» Problem to solve
Write out each of the following lines verbatim, keeping every character unchanged.
* Begin Data supplied *
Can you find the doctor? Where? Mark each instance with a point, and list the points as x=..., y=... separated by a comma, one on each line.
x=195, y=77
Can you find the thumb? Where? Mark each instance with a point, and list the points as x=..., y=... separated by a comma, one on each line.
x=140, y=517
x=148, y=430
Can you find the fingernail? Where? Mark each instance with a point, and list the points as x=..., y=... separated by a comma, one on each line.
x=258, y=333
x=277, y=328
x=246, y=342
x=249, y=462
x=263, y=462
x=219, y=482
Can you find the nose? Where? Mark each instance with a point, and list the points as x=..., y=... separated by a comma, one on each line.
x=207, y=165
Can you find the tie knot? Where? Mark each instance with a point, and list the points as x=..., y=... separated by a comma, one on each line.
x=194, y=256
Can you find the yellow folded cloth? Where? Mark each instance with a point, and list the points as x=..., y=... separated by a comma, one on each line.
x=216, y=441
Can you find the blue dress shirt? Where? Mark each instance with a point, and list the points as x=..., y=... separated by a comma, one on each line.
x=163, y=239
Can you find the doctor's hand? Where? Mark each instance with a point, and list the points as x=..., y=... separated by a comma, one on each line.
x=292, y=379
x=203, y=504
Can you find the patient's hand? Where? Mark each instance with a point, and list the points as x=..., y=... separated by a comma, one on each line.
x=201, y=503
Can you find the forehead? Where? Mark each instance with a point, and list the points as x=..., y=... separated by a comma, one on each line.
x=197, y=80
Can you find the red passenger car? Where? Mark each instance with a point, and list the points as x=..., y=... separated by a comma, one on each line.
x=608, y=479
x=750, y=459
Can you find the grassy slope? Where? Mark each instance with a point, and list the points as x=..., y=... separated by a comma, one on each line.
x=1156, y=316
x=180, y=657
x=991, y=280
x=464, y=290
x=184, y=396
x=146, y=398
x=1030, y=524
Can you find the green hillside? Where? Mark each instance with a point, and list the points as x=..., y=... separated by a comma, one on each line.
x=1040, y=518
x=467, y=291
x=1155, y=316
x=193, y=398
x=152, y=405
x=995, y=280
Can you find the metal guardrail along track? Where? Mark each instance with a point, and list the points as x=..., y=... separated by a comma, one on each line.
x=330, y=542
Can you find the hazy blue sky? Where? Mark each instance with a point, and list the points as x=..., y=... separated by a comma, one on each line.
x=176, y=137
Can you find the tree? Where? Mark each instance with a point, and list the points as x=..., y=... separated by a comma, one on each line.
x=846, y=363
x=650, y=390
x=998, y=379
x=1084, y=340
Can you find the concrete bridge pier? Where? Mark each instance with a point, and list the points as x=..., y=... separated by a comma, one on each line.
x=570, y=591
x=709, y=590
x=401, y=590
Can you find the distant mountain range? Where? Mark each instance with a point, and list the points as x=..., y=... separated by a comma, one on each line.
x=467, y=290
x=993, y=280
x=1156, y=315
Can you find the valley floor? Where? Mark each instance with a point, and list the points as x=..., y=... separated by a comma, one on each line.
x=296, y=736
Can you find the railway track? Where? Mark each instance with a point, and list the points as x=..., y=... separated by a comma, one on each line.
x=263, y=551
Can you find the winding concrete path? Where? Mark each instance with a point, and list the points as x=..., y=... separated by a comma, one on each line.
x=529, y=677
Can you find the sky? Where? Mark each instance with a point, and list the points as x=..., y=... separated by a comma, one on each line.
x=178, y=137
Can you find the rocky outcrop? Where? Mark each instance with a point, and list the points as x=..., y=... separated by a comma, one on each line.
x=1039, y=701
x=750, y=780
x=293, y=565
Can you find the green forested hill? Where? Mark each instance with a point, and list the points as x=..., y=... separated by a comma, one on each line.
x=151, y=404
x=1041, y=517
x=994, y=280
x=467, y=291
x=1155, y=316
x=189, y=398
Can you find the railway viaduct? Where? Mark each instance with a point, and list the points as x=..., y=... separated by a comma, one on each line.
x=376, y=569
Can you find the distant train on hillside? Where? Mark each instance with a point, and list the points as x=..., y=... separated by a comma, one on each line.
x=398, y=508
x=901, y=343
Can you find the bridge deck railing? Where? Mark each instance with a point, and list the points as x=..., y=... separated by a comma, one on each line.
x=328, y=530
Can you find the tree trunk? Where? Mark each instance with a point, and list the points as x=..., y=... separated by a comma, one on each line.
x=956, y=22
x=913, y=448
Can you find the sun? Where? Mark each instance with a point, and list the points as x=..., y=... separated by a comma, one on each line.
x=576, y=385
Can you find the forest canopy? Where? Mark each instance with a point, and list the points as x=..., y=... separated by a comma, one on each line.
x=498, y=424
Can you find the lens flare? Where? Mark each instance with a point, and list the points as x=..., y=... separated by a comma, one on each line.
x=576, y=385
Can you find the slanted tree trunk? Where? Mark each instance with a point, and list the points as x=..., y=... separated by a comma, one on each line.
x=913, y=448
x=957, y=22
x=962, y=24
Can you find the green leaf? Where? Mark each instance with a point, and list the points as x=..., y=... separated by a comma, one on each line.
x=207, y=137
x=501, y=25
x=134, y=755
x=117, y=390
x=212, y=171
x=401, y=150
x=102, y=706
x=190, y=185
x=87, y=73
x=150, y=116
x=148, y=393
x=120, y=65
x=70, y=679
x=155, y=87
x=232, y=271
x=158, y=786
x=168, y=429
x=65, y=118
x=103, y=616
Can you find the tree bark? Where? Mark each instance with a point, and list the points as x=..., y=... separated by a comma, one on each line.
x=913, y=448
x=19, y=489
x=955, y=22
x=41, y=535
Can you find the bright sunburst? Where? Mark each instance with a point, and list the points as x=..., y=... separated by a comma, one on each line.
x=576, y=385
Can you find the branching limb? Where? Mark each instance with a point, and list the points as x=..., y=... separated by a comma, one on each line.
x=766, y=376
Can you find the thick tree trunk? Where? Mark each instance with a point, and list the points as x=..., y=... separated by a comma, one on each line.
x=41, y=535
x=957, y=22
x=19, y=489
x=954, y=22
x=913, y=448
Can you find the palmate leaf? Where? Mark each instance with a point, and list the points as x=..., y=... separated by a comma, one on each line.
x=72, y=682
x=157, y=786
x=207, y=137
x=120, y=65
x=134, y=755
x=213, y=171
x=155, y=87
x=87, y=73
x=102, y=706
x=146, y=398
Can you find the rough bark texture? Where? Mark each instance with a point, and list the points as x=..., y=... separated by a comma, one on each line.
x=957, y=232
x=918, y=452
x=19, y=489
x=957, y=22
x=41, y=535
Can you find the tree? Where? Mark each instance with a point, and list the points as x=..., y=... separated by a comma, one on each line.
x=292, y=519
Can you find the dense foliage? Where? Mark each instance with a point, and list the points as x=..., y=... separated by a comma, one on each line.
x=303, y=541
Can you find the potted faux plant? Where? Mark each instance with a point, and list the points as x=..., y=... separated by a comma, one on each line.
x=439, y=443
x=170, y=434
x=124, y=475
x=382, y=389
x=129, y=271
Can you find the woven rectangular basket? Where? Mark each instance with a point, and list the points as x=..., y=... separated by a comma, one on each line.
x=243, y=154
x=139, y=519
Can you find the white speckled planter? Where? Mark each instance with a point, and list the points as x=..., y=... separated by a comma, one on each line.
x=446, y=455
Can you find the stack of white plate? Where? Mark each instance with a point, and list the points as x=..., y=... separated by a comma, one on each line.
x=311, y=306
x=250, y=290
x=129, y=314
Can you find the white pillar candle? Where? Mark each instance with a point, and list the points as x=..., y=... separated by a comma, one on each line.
* End Data supplied *
» Exercise response
Can you find the doctor? Where? Mark each instance with a point, and list the points as x=..., y=... separated by a comma, one on each line.
x=195, y=77
Can you find the thumb? Where? Mark each instance with a point, and list the points as x=..., y=... separated by a comma, one on each line.
x=140, y=517
x=148, y=430
Can you find the fingernail? Where? Mark each instance with a point, and list the points as x=..., y=... separated by a comma, one on each line.
x=258, y=333
x=277, y=328
x=246, y=342
x=249, y=462
x=263, y=462
x=219, y=482
Can you find the nose? Where? Mark each instance with a point, and list the points as x=..., y=... separated by a comma, one on each line.
x=207, y=165
Can you find the tie knot? Where? Mark each instance with a point, and list the points as x=..., y=... separated by a comma, one on each line.
x=194, y=256
Can you find the yellow folded cloth? Where? Mark each instance with a point, and list the points as x=..., y=... separated by a comma, one on each line.
x=216, y=441
Can you find the blue dress shirt? Where? Mark each instance with a point, and list the points as x=..., y=... separated by a comma, one on each line.
x=163, y=239
Can you find the doctor's hand? Where? Mark each instance with a point, and list the points as x=..., y=... separated by a comma, one on each line.
x=292, y=379
x=203, y=504
Can you find the patient's hand? Where? Mark each instance with a point, and list the points as x=..., y=... separated by a comma, one on each line.
x=201, y=503
Can you find the forehead? Where? Mark each instance with a point, and list the points as x=..., y=... separated by a comma, one on each line.
x=197, y=80
Can you find the red passenger car? Where? Mark each instance with a point, and list the points as x=..., y=... separated by a comma, one on each line.
x=608, y=479
x=750, y=459
Can you find the grassy slope? Where? Mark each instance with a point, and list the points as x=..., y=... separated by a comma, one on each line.
x=1156, y=316
x=180, y=657
x=991, y=280
x=464, y=290
x=184, y=396
x=146, y=398
x=1030, y=524
Can you find the green hillside? Where? Mark each instance with a point, and list the points as x=..., y=... separated by a comma, one on each line.
x=1040, y=518
x=467, y=291
x=1155, y=316
x=193, y=398
x=152, y=405
x=995, y=280
Can you find the metal guardrail along track? Where? Mark each instance with a point, and list the points as x=..., y=... separated by a comma, one on each line.
x=330, y=542
Can you find the hazy blue sky? Where? Mark each instance with a point, and list the points as x=..., y=... separated by a comma, one on each line.
x=176, y=137
Can you find the tree? Where? Mark each instance with a point, and list the points as x=..., y=... separated by a comma, one on each line.
x=846, y=363
x=650, y=390
x=998, y=379
x=1084, y=340
Can you find the concrete bridge pier? Where? Mark each instance with a point, and list the points as x=..., y=... separated by a comma, one on each line.
x=570, y=591
x=709, y=590
x=401, y=590
Can you find the distant mountain range? Where? Mark each instance with a point, and list the points as x=..., y=... separated by a comma, one on each line.
x=467, y=290
x=993, y=280
x=1156, y=315
Can you find the valley floor? Where? Mark each instance with a point, and list the points as x=..., y=... separated by a comma, one on each line.
x=296, y=736
Can you find the railway track? Where? Mark each instance with a point, and list the points as x=..., y=... separated by a comma, one on each line.
x=263, y=551
Can you find the winding concrete path? Where? Mark each instance with a point, and list the points as x=..., y=... separated by a comma, one on each line.
x=529, y=677
Can you find the sky? Where? Mark each instance with a point, and list the points as x=..., y=... separated by a comma, one on each line.
x=178, y=137
Can you find the rocky outcrop? Where? Mark each instance with a point, and list the points as x=..., y=... separated by a comma, one on each line.
x=1039, y=701
x=750, y=780
x=293, y=565
Can you find the green forested hill? Where? Mark each instance with a point, and list the points as x=..., y=... separated by a comma, one on each line.
x=151, y=404
x=1041, y=517
x=994, y=280
x=467, y=291
x=1155, y=316
x=189, y=398
Can you find the railway viaduct? Where? Mark each instance with a point, and list the points as x=..., y=... separated by a comma, one on each line.
x=376, y=569
Can you find the distant train on hillside? Where? Mark each instance with a point, and list the points as x=..., y=... separated by a comma, one on each line.
x=398, y=508
x=901, y=343
Can you find the bridge deck railing? Where? Mark each instance with a point, and list the points as x=..., y=... separated by a comma, one on each line.
x=328, y=530
Can you find the tree trunk? Where? Mark each instance with a point, and list the points as x=..., y=... separated by a comma, one on each line.
x=956, y=22
x=913, y=448
Can you find the sun? Where? Mark each instance with a point, and list the points as x=..., y=... separated by a comma, one on each line.
x=576, y=385
Can you find the forest canopy? Where? Mark each instance with a point, and list the points as x=..., y=... separated by a comma, one on each line.
x=498, y=424
Can you find the lens flare? Where? Mark each instance with a point, and list the points as x=..., y=... separated by a comma, one on each line.
x=576, y=385
Can you find the slanted tree trunk? Where? Mark each instance with a point, and list the points as x=..., y=... separated by a comma, one on each line.
x=913, y=448
x=957, y=22
x=962, y=24
Can you find the green leaf? Where? Mark each instance with a point, and list the points as x=..., y=... separated by a comma, one on each line.
x=207, y=137
x=501, y=25
x=134, y=755
x=117, y=390
x=212, y=171
x=401, y=150
x=102, y=706
x=190, y=185
x=87, y=73
x=150, y=116
x=148, y=393
x=120, y=65
x=70, y=679
x=155, y=87
x=232, y=271
x=158, y=786
x=168, y=429
x=65, y=118
x=103, y=616
Can you find the tree bark? Where? Mark each instance with a point, and list the points as x=..., y=... separated by a comma, one on each line.
x=913, y=448
x=19, y=489
x=955, y=22
x=41, y=535
Can you find the bright sunburst? Where? Mark each instance with a point, and list the points as x=..., y=... separated by a comma, one on each line.
x=576, y=385
Can you find the branching limb? Where? Mark each instance with a point, and list the points as x=..., y=... separated by a comma, one on each line.
x=766, y=376
Can you find the thick tree trunk? Where? Mark each instance with a point, and list the points as x=..., y=... separated by a comma, one on each line.
x=41, y=535
x=957, y=22
x=19, y=489
x=954, y=22
x=913, y=448
Can you find the palmate leaf? Where? Mark each instance with a point, and list the points as x=..., y=... separated by a comma, one on each line.
x=72, y=682
x=157, y=786
x=207, y=137
x=120, y=65
x=134, y=755
x=213, y=171
x=155, y=87
x=87, y=73
x=102, y=706
x=146, y=398
Can you find the rough bark texture? Where? Mark each instance with a point, and list the points as x=..., y=... separated by a comma, one on each line.
x=957, y=232
x=918, y=452
x=19, y=489
x=957, y=22
x=41, y=535
Can you find the tree? Where? Mark each instance with a point, and list the points as x=..., y=... separated by a comma, one on each line.
x=292, y=519
Can you find the dense foliage? Where? Mark each instance with a point, and list the points as x=..., y=... separated by a comma, one on each line.
x=303, y=541
Can you find the potted faux plant? Where? Mark each instance with a point, and list the points as x=..., y=... separated by a comma, one on each line.
x=439, y=443
x=170, y=434
x=124, y=475
x=382, y=389
x=129, y=271
Can you find the woven rectangular basket? Where? Mark each instance with a point, and list the points as x=..., y=... separated by a comma, one on each line.
x=243, y=154
x=139, y=519
Can you find the white speckled planter? Where? Mark each instance with a point, and list the points as x=..., y=... separated by a comma, one on each line.
x=446, y=455
Can you find the stack of white plate? Where? Mark each instance with a point, and list the points as x=..., y=... separated by a comma, one on each line.
x=311, y=306
x=250, y=290
x=129, y=314
Can you find the white pillar candle? Where? Mark each instance with a point, and list the points as x=..., y=... separated by a comma, one on each line.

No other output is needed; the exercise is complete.